• [EXCERPT PROVIDED]:
= Beginning of Section =

The Department of Labor and Employment, with its attached agencies National Wages and Productivity Commission and different Regional Tripartite Wages and Productivity Boards, will recognize and benchmark establishments that have demonstrated and steadfastly overcome difficulties to reach their targets, sustain growth, while preserving jobs amid the Covid-19 pandemic and rallying behind its theme “Bounce back better.”
The 2021 Productivity Olympics is a national competition of the best practices on survival and resilience in the new normal of micro, small and medium enterprises, which have demonstrated resilience and overcome difficulties from the impact of the pandemic.
This year, five micro, three small, and two medium enterprises from the Cordillera were nominated to compete for the Productivity Olympics in the new normal.
These MSMEs practiced and lived up to the principles of business excellence despite the pandemic and were able to continue business operations, kept their employees engaged, committed to their business goals, and preserved employment while other establishments and companies closed.
From the Cordillera, nominated and qualified for the 2021 Productivity Olympics for the micro-agribusiness category are the Cosmic Farm in La Trinidad, Benguet; the Palayen Farms in Mountain Province; and the Fresh Buys of Baguio City for the micro-service category. The micro-industry category nominees are the Gabay Wines and Fruit Preserves of Sagada, Mountain Province and the Atok Arabica Growers Marketing Cooperative, popularly known as the “Atokape” of Benguet.
For the small-service category, the nominees are Baguio Benguet Community Credit Cooperative of Baguio and the Northern Roots SG Group Incorporated/ Session Groceries of Benguet, while the nominee for the small-industry category is the Easter Weaving Room, Inc.

= End of Section =

• [GIVEN INFORMATION]:

= Beginning of Section =

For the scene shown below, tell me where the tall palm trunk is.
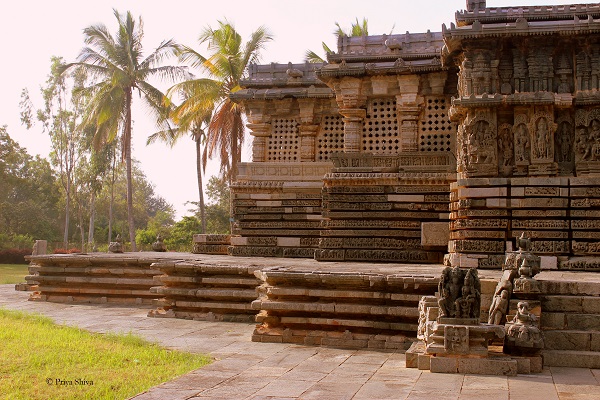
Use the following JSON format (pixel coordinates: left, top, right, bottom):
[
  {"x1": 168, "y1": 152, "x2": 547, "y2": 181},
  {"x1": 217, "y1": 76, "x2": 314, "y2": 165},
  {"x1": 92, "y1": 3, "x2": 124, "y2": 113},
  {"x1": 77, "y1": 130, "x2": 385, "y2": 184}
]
[
  {"x1": 77, "y1": 200, "x2": 85, "y2": 251},
  {"x1": 194, "y1": 128, "x2": 206, "y2": 233},
  {"x1": 123, "y1": 88, "x2": 137, "y2": 251},
  {"x1": 108, "y1": 149, "x2": 117, "y2": 244},
  {"x1": 63, "y1": 175, "x2": 71, "y2": 249},
  {"x1": 88, "y1": 190, "x2": 96, "y2": 251}
]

= End of Section =

• [TASK REQUIREMENTS]:
a – Reproduce the passage in the article on the 2021 Productivity Olympics verbatim, starting with "This year, five" and going on through "the new normal.".
b – According to the article on the 2021 Productivity Olympics, which enterprise is the Cordillera nominee for the small-industry category?
c – Write the next portion of the article on the 2021 Productivity Olympics, continuing from its final sentence.

• [RESULTS FOR THE EXERCISE]:
a –
This year, five micro, three small, and two medium enterprises from the Cordillera were nominated to compete for the Productivity Olympics in the new normal.

b – The Easter Weaving Room, Inc.

c –
The Health 100 Restoreant of Baguio City will compete in the medium-service category together with Treasure Link Cooperative Society of Sagada.
These 10 establishments are not simply nominees to the national Productivity Olympics. They deserve more than just our congratulatory greetings but also our full support so they will bring home the national awards.
In a media briefing, RTWPB Chair and DOLE-CAR Director Nathaniel Lacambra said these establishments, aside from preserving jobs, need to be recognized for they have been compliant to labor and occupational safety and health standards as well as with safety and health protocols to prevent Covid-19 infection and transmission during the pandemic.
Launched in 2008, the Productivity Olympics originally aims to recognize productivity programs and practices of MSMEs in the agribusiness, service, and industry sectors.
This year, considering the economic impact of the pandemic, the competition will adopt new criteria and will be open to all MSMEs, including previous nominees and winners.
The 10 nominees from the Cordillera will join nominees from other regions and will be screened by the national screening committee. Finalists will be endorsed to the national judging panel who will select this year’s batch of national winners.
Nine MSMEs will be hailed as Productivity Olympics national winners for the nine categories – micro, small, and medium enterprises for agribusiness, service, and industry sectors. They will each receive a cash award of P150,000, a Productivity Olympics trophy, and priority endorsement to other training programs and service of the NWPC, RTWPBs, and other DOLE agencies.
The awarding ceremony will be in October in time for the Productivity and Quality Month.
The RTWPB-CAR board of directors is composed of Lacambra as chair; National Economic Development Authority Regional Director Susan A. Sumbeling, and Department of Trade and Industry Regional Director Myrna Pablo are vice chairpersons; Atty. Milton Balagtey and Renerio Lardizabal Jr., workers’ representatives; Alfonso Lao and Juan Johnny dela Cruz, employers representatives;and Atty. Marvie Fulgencio as board secretary.
NWPC is a key policy-making body on wages, incomes, and productivity mandated under Republic Act 6727 or the Wage Rationalization Act (1989) and RA 6971 or the Productivity Incentives Act of 1990 to determine minimum wages at the regional, provincial and/or industry levels; and promote productivity improvement and gain-sharing schemes, particularly among MSMEs.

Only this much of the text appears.